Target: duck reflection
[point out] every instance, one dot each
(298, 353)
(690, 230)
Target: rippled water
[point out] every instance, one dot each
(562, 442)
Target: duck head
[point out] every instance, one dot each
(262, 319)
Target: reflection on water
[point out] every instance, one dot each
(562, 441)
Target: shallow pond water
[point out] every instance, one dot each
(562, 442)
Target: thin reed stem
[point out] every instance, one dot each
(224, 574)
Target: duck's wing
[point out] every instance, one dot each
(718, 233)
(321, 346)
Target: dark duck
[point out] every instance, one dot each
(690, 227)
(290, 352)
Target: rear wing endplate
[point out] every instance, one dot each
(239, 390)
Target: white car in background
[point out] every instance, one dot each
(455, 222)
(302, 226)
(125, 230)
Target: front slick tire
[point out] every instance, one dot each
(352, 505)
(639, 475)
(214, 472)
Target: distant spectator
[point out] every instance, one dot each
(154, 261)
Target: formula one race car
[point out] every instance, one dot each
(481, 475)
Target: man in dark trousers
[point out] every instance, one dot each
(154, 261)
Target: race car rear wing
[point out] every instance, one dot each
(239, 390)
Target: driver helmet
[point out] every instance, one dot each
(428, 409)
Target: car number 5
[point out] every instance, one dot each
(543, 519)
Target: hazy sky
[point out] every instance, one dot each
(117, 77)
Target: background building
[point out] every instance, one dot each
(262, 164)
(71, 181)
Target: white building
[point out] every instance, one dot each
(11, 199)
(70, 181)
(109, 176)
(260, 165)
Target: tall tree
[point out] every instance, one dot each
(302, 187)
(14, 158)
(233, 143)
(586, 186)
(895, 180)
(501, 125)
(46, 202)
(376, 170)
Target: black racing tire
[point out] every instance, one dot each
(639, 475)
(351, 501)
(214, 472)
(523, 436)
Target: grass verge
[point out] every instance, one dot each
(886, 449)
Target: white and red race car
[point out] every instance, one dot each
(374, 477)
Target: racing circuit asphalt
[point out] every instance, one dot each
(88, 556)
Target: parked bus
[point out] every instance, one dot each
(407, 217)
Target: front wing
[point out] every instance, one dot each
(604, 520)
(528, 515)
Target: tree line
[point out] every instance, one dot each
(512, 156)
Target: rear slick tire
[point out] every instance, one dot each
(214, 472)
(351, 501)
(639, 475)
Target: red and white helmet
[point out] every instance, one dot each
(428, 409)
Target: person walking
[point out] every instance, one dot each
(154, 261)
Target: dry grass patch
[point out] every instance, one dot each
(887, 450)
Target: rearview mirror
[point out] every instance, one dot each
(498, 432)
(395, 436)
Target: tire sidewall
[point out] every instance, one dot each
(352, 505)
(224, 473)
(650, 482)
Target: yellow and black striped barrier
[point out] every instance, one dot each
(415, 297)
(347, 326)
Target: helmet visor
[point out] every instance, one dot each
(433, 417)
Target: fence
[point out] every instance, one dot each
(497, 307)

## To do
Write out the whole listing again. Match it word for word.

## Result for this exercise
Target: duck reflection
[point out] every instance, one dot each
(298, 353)
(690, 230)
Target: rippled water
[point out] every instance, one dot each
(562, 442)
Target: duck head
[point out] every instance, one dot each
(262, 319)
Target: reflection on water
[point out] every instance, one dot each
(562, 441)
Target: shallow pond water
[point out] every instance, one dot each
(562, 442)
Target: thin reed stem
[point out] every instance, one dot each
(224, 574)
Target: duck's wing
[point out] every instance, one dot each
(718, 233)
(321, 346)
Target: dark duck
[point out] every instance, one dot each
(690, 227)
(290, 352)
Target: rear wing endplate
[point out] every instance, one dot each
(239, 390)
Target: white car in background
[point out] every instance, one dot each
(455, 222)
(302, 226)
(125, 230)
Target: front slick tire
[point out] every instance, one dot each
(352, 505)
(639, 475)
(214, 472)
Target: distant spectator
[point out] every instance, one dot each
(154, 261)
Target: formula one race car
[point out] every instance, one dot each
(481, 475)
Target: man in dark trousers
[point out] every instance, one dot each
(154, 261)
Target: race car rear wing
[point out] every instance, one dot each
(239, 390)
Target: driver helmet
[point out] every instance, one dot each
(428, 409)
Target: car number 5
[point out] every instance, one dot each
(543, 519)
Target: hazy sky
[point out] every instance, one dot each
(117, 77)
Target: background building
[point out] every instance, one dot each
(262, 164)
(71, 181)
Target: white building
[point out] every instance, one dot each
(11, 199)
(70, 181)
(109, 176)
(260, 165)
Target: tall tree
[point out] every instance, one dot each
(302, 187)
(14, 158)
(233, 143)
(586, 186)
(895, 180)
(501, 125)
(46, 202)
(376, 170)
Target: black racing tire
[point out] every instance, one dot each
(639, 475)
(351, 501)
(214, 472)
(523, 436)
Target: grass verge
[point out] every instance, one dot each
(886, 449)
Target: white and red race car
[point out] every instance, one dot each
(374, 477)
Target: racing circuit asphalt
[point out] every instance, one dot each
(88, 556)
Target: parked bus
[point out] every instance, one dot each
(407, 217)
Target: front wing
[point out] every instance, one dot each
(604, 520)
(528, 515)
Target: tree line
[point out] every instance, one dot each
(512, 156)
Target: rear slick tire
[point out] every instance, one dot each
(214, 472)
(351, 501)
(639, 475)
Target: red and white helmet
[point out] every instance, one dot each
(428, 409)
Target: person walking
[point out] every instance, one dot each
(154, 261)
Target: dry grass patch
[point out] every instance, one dot each
(887, 450)
Target: rearview mirror
[point out] every instance, one dot each
(498, 432)
(395, 436)
Target: tire sidewall
[point out] every instance, one dot each
(352, 505)
(224, 473)
(650, 482)
Target: yellow and black striped barrier
[point out] every instance, one dot each
(415, 297)
(347, 326)
Target: helmet visor
[point out] every instance, one dot each
(433, 417)
Target: fence
[point out] every instance, one dot each
(497, 307)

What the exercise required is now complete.